(Records drawn from a dataset)
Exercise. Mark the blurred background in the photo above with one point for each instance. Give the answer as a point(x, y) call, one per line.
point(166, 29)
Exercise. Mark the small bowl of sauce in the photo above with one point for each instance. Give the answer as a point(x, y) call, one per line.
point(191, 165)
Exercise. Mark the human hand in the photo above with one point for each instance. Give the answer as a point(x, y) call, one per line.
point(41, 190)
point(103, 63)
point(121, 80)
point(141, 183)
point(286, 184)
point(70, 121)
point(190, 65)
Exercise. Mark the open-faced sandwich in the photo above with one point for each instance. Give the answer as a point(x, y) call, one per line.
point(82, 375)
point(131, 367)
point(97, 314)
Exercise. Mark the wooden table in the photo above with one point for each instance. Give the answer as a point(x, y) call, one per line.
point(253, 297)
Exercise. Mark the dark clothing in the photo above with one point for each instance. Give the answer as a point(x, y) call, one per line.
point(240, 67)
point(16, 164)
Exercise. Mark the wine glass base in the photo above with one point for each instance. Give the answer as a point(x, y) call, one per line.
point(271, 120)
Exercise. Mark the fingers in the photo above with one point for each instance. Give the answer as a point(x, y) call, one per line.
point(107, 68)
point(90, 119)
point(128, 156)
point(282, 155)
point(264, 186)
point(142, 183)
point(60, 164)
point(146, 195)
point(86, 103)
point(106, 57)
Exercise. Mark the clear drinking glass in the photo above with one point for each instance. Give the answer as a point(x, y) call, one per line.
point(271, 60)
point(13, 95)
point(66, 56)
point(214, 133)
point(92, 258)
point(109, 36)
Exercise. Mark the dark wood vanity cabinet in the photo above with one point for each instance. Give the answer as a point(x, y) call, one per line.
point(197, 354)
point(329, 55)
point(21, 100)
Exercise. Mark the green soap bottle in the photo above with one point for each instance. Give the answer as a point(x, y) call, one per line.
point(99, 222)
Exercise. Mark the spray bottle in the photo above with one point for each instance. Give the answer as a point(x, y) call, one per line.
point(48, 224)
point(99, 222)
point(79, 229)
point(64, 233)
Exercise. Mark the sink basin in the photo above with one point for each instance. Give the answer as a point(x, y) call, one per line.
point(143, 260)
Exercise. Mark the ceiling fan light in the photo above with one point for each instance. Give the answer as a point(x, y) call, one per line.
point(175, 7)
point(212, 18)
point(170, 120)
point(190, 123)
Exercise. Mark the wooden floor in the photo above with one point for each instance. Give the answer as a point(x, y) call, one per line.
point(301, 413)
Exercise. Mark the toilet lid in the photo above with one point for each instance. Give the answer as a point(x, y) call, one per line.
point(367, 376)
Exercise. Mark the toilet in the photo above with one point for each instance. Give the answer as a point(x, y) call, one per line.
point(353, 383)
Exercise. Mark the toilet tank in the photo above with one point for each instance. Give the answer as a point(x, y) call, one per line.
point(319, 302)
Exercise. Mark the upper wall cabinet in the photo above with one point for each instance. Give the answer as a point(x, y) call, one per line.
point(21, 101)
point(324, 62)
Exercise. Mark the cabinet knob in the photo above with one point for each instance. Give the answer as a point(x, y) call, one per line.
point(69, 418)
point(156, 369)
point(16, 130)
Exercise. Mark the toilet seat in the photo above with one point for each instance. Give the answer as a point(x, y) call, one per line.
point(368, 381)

▸ Task instructions:
Copy out each line above, character for character.

▸ Reply to the task:
Exercise. Mark the blurred background in the photo above with one point for each instance. Give the answer as a point(x, y) call, one per line.
point(166, 29)
Exercise. Mark the small bowl of sauce in the photo above with one point for each instance. Give the answer as a point(x, y) call, one per line.
point(191, 165)
Exercise. Mark the human hand in the photo above with one point for each instance. Give the answer as a point(x, y) call, one per line.
point(41, 190)
point(103, 63)
point(121, 80)
point(141, 183)
point(286, 184)
point(70, 121)
point(190, 65)
Exercise. Mark the open-faced sandwich in the photo above with one point for each instance. Give the answer as a point(x, y) call, one per line.
point(82, 375)
point(131, 367)
point(97, 314)
Exercise. Mark the wooden table in the photo above with one point for each instance. Give the answer as a point(x, y) call, one per line.
point(253, 297)
Exercise. Mark the dark clothing in the photo above with one point for each instance. Give the answer as a point(x, y) call, one per line.
point(240, 67)
point(16, 164)
Exercise. Mark the wine glass base in the photo above with one point for each instance. Give the answer as a point(x, y) call, one per line.
point(271, 120)
Exercise. Mark the fingers in the photo above with one point for each instance. Give the answer as a point(x, y) call, one per line.
point(107, 68)
point(90, 119)
point(128, 156)
point(282, 155)
point(264, 186)
point(142, 183)
point(60, 164)
point(146, 195)
point(86, 103)
point(106, 57)
Exercise. Mark the clear drinking glass in the photo above with one point for each instance. Give the answer as a point(x, y) call, one per line.
point(271, 60)
point(13, 95)
point(66, 56)
point(214, 133)
point(92, 258)
point(109, 36)
Exercise. Mark the dark wood vanity cabinet in the photo above with one point for each instance. Give the answer as a point(x, y) call, one per line.
point(197, 354)
point(329, 55)
point(21, 100)
Exercise. Mark the green soap bottle in the photo above with one point for each instance. Give the answer as a point(x, y) call, one per line.
point(99, 222)
Exercise. Mark the spray bottle in the photo above with one point for each instance. Give the answer as a point(x, y) call, one per line.
point(48, 224)
point(99, 222)
point(79, 229)
point(64, 233)
Exercise. Mark the sink basin in the photo above with one point for each instance. Give the answer as a point(x, y) call, one per line.
point(143, 260)
Exercise. Mark the ceiling fan light in the photo above with one point for each instance. Give the answer as a point(x, y) call, one per line.
point(175, 7)
point(212, 18)
point(170, 120)
point(190, 123)
Exercise. Mark the wooden floor in the photo above with one point for each instance. Give the answer as a point(x, y) call, one per line.
point(301, 413)
Exercise. Mark the toilet lid in the photo above with one point for each instance. Give the answer as a point(x, y) call, one per line.
point(367, 376)
Exercise. Mark the toilet in the photo above with one point for each instance. Give the answer as a point(x, y) call, one per line.
point(353, 383)
Exercise. Mark the toilet tank in the photo above with one point for each instance. Give the answer as a point(x, y) call, one per line.
point(319, 302)
Exercise. Mark the upper wall cabinet in the photo above with one point for each instance. Give the answer as a point(x, y) call, one per line.
point(21, 101)
point(324, 62)
Exercise. Mark the cabinet knob in the photo above with one point for each instance. Give the answer as a point(x, y) call, one per line.
point(69, 418)
point(156, 369)
point(16, 130)
Exercise. Mark the toilet seat in the photo above with one point for each instance. Give the answer as a point(x, y) call, one per line.
point(368, 381)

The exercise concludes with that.